Jouw opdrachten:
**A.** Kopieer uit het fragment over het Europese handelsbeleid woord voor woord het gedeelte dat begint bij de woorden waarin "Daarnaast vragen de" staat en eindigt met "het zwaarst geraakt?".
**B.** Schrijf het volgende stuk van het fragment over het Europese handelsbeleid, aansluitend op de laatste zin ervan.

En hoe verhoudt deze inzet zich tot de bereidheid van andere lidstaten om concessies
te doen in ruil voor een breder akkoord?
46.
Antwoord van het kabinet:
Het is de taak van de Europese Commissie om een evenwichtig akkoord te sluiten en
een afweging te maken met het oog op het bredere Europese belang. Tevens is het in
het belang van Nederland dat de Europese Commissie namens de lidstaten handelsbeleid
voert, zodat de EU als één blok optreedt. Vanzelfsprekend hebben verschillende lidstaten
en sectoren verschillende belangen. Het kabinet zet zich in voor het Nederlands belang
en neemt dit ter harte in het beoordelen van de uiteindelijke uitkomst.
Daarnaast vragen de leden van de VVD-fractie naar de verwachte impact van de Amerikaanse
maatregelen op de Nederlandse economie. Heeft de Europese Commissie inmiddels gehoor
gegeven aan het Nederlandse verzoek om een impactanalyse? Zo ja, wat zijn de belangrijkste
uitkomsten en welke sectoren in Nederland worden het zwaarst geraakt?
47.
Antwoord van het kabinet:
Zoals aangegeven in het verslag van de Raad Buitenlandse Zaken Handel van 7 april
2025,28 is de Europese Commissie gevraagd om snel een impact assessment te maken van de verwachte
economische schade voor Europese sectoren. In reactie heeft de Europese Commissie
aangegeven een impact assessment uit te voeren en te publiceren wanneer een daadwerkelijk
akkoord met de Verenigde Staten is vormgegeven.

Datasetgedeelte:
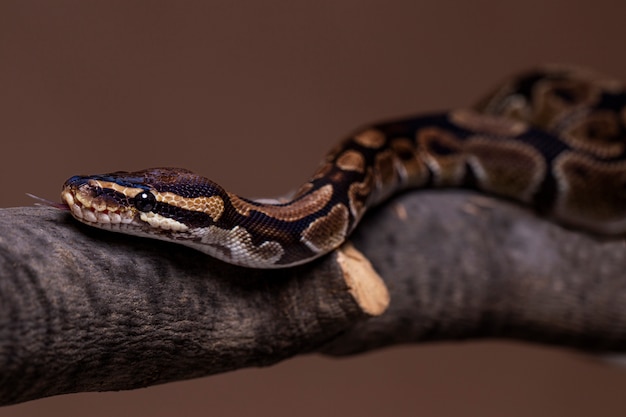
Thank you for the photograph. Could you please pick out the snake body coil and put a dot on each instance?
(554, 139)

Antwoorden per opdracht:
**A.**
Daarnaast vragen de leden van de VVD-fractie naar de verwachte impact van de Amerikaanse
maatregelen op de Nederlandse economie. Heeft de Europese Commissie inmiddels gehoor
gegeven aan het Nederlandse verzoek om een impactanalyse? Zo ja, wat zijn de belangrijkste
uitkomsten en welke sectoren in Nederland worden het zwaarst geraakt?

**B.**
De leden van de VVD-fractie vragen verder aandacht voor de Europese tegenmaatregelen.
Zij hechten eraan dat deze proportioneel en doeltreffend zijn. Hoe beoordeelt het
kabinet de voorgestelde tweede set tegenmaatregelen van 8 mei jongstleden? En is het
kabinet van mening dat het voorgestelde pakket voldoende robuust is om geloofwaardig
als drukmiddel te fungeren, zonder daarbij de Europese eenheid of het multilaterale
handelssysteem te ondermijnen?
48.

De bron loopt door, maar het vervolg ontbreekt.